Count every line below containing "target"; state the number only.

Exercise materials: Begin

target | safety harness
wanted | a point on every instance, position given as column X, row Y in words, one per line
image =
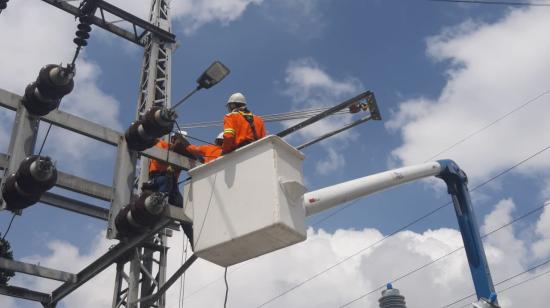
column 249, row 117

Exercise materials: End
Exercise materials: Begin

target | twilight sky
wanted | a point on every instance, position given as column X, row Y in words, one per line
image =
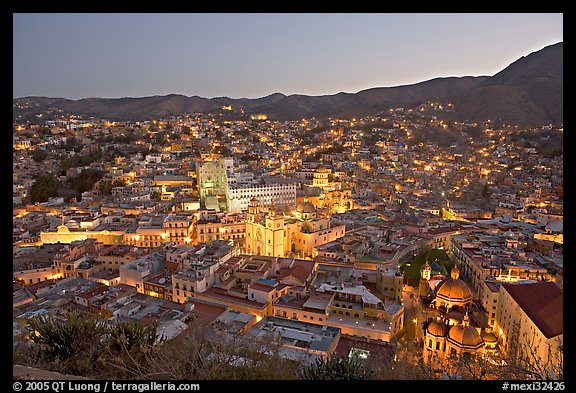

Exercise materials: End
Exercise materials: Begin

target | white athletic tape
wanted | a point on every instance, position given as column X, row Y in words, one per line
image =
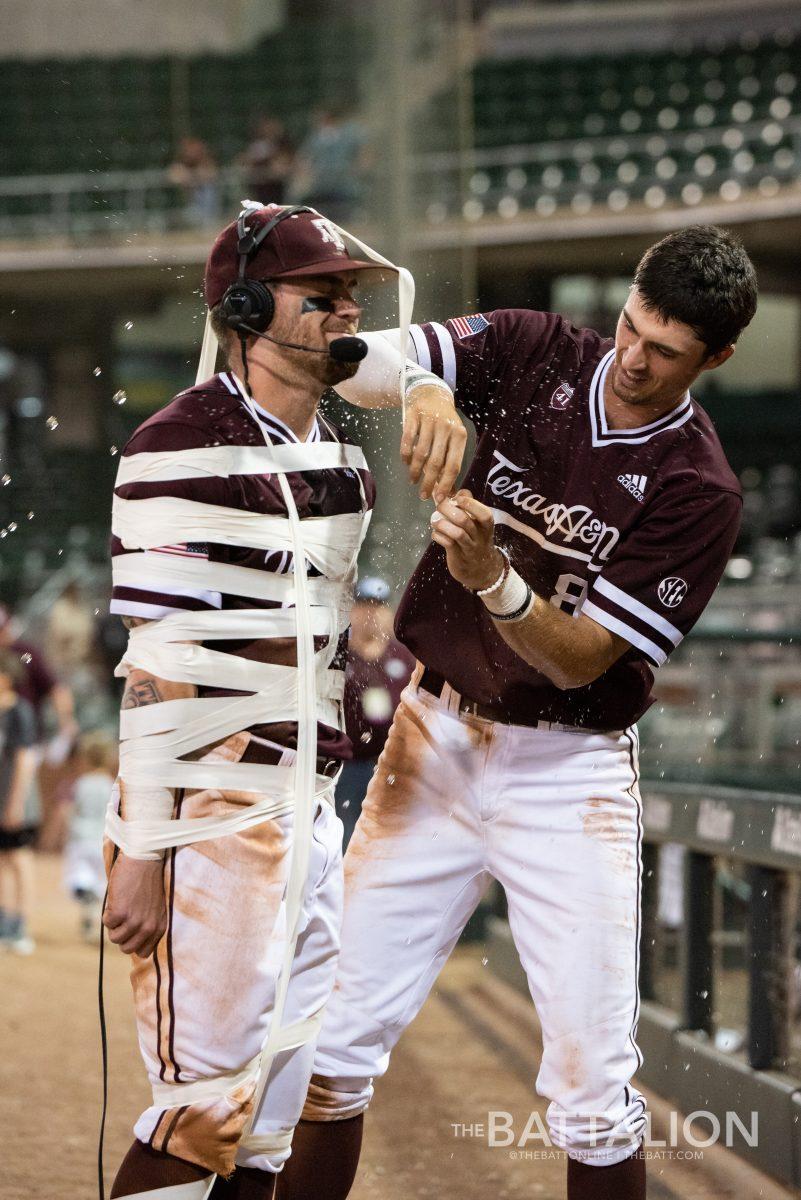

Exercise materials: End

_Reply to the exercise_. 3